- [Exercise] From the line that includes "draw the outline of **glass" to the last line of the records, inclusive, repeat each line exactly.

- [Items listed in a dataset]
-*-*-
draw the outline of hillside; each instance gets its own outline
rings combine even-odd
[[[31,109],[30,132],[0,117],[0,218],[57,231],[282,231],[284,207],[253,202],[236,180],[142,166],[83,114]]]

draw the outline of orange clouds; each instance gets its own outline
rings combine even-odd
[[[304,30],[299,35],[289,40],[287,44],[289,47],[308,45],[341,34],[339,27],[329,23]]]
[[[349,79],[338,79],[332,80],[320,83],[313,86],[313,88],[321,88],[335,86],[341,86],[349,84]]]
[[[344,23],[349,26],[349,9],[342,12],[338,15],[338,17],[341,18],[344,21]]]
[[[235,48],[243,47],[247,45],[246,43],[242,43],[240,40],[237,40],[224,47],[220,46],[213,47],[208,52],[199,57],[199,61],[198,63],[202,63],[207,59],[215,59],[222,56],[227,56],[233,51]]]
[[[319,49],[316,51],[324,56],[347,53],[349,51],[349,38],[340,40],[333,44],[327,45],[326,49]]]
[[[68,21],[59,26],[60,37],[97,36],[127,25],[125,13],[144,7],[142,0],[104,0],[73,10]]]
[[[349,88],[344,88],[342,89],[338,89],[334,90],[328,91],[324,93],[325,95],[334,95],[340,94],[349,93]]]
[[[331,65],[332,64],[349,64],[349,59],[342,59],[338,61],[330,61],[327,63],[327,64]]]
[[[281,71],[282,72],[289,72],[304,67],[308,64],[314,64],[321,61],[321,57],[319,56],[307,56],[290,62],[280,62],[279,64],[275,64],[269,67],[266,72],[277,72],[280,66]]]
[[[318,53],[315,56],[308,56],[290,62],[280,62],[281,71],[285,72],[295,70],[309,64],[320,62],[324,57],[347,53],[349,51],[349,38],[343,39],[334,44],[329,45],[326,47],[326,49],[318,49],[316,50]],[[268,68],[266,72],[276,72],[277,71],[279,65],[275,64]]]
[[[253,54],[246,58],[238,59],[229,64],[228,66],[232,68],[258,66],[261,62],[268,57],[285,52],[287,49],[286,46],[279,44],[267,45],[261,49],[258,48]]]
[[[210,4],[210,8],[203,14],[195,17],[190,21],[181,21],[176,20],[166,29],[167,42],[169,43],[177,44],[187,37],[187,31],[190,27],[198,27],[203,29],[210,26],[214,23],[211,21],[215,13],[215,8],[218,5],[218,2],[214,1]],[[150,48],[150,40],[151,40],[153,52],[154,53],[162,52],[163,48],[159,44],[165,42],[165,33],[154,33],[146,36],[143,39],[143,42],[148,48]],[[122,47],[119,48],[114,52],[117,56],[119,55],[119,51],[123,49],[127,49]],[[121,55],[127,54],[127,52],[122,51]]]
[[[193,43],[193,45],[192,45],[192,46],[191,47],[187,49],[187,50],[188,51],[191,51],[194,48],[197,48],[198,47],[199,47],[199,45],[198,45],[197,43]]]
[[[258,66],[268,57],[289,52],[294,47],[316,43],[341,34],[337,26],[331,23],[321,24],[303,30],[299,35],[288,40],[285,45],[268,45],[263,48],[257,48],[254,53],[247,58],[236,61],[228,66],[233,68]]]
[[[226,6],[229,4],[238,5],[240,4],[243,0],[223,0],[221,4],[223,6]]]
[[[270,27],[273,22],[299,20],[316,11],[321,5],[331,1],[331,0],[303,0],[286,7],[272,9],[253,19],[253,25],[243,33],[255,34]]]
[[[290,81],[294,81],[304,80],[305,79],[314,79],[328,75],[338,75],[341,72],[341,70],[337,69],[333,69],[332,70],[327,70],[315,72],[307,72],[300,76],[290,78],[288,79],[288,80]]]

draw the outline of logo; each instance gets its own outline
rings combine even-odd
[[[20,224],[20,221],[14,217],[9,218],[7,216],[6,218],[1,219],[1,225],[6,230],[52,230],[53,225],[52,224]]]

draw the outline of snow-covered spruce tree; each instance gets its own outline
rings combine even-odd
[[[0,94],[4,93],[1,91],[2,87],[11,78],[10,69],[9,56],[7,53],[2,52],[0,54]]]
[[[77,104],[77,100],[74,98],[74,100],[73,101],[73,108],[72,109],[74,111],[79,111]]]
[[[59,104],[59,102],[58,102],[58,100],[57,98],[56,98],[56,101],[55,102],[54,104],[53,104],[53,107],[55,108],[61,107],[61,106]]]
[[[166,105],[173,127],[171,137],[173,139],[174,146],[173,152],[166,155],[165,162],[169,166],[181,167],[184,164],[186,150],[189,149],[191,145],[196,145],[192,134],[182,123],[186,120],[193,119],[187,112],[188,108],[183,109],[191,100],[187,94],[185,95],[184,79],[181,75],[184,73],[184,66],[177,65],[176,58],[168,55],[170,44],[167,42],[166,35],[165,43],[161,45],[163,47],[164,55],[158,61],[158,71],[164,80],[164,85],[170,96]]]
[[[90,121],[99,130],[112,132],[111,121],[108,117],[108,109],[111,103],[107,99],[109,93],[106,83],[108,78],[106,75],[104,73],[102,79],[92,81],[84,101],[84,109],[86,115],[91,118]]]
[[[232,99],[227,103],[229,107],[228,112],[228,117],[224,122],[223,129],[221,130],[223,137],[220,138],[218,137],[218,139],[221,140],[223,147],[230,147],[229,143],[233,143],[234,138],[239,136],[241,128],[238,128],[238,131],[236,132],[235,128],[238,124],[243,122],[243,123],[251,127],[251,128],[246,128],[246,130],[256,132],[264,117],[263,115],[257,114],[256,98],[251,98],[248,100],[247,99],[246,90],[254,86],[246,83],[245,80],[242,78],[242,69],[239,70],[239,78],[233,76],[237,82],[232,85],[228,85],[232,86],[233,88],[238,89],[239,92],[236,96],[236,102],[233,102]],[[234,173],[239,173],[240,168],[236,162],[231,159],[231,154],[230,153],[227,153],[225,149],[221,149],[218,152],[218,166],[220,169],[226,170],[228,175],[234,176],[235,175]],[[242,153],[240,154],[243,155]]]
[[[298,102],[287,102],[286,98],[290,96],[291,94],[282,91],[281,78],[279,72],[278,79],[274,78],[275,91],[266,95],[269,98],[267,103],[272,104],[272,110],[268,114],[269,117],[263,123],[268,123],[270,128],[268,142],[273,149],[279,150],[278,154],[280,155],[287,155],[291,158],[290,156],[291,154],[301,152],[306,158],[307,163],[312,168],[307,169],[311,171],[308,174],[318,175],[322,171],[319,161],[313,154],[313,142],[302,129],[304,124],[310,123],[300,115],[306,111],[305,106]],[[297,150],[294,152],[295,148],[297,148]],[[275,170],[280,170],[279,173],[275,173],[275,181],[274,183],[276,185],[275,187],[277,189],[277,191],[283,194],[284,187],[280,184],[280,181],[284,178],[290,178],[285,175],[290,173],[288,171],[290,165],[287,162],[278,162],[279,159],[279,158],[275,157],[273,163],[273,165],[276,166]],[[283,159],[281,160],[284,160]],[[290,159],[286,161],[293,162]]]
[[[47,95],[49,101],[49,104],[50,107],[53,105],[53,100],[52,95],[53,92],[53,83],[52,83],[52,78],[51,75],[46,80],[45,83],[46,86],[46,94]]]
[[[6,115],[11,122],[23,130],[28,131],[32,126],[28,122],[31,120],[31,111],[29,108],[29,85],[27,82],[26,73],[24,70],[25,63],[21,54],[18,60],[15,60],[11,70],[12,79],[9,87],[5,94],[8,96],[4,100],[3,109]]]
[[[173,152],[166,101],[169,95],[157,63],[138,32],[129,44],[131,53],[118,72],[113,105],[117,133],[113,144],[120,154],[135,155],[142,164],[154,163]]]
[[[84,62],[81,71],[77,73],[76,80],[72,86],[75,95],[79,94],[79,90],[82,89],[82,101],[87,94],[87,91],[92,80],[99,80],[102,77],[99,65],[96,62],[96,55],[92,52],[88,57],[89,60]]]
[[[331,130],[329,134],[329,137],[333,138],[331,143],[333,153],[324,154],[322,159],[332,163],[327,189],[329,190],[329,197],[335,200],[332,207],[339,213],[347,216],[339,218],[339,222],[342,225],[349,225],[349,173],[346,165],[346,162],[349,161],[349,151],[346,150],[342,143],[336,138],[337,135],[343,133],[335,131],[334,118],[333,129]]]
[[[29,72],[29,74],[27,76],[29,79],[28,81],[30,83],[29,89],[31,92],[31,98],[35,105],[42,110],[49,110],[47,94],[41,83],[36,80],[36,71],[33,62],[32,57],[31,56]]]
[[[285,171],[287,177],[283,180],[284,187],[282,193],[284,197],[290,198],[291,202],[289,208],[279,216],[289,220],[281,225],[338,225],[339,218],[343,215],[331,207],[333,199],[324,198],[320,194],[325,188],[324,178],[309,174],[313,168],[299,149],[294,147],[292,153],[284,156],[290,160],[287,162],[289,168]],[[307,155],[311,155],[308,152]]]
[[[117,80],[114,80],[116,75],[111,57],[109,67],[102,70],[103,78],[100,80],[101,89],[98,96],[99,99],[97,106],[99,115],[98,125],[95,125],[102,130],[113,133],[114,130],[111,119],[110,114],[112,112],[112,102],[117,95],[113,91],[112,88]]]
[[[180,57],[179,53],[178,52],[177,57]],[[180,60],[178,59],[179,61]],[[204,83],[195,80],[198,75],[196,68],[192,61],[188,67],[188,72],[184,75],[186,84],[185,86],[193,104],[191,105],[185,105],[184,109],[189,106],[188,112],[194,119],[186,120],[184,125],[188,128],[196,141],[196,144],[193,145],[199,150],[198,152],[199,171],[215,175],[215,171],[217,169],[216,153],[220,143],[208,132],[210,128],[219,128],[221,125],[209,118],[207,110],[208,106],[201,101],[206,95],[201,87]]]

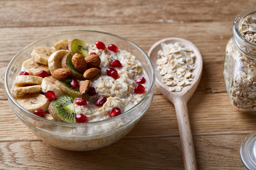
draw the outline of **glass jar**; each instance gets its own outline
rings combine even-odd
[[[247,135],[242,142],[239,155],[247,169],[256,169],[256,132]]]
[[[235,18],[233,35],[226,46],[223,67],[230,101],[235,108],[242,111],[256,110],[256,43],[243,35],[246,33],[248,36],[253,35],[249,32],[250,30],[248,32],[243,30],[245,22],[249,19],[250,22],[256,23],[253,18],[256,18],[255,8],[242,12]]]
-*-*-
- [Answer to this exercise]
draw the outline of **glass jar**; each instance gets its own outline
rings combine even-odd
[[[247,135],[242,142],[239,155],[247,169],[256,169],[256,132]]]
[[[235,18],[233,35],[226,46],[223,67],[230,101],[235,108],[242,111],[256,110],[256,43],[243,35],[246,33],[248,36],[253,35],[249,32],[250,30],[248,32],[243,30],[245,22],[249,19],[250,22],[256,23],[253,18],[256,18],[255,8],[242,12]]]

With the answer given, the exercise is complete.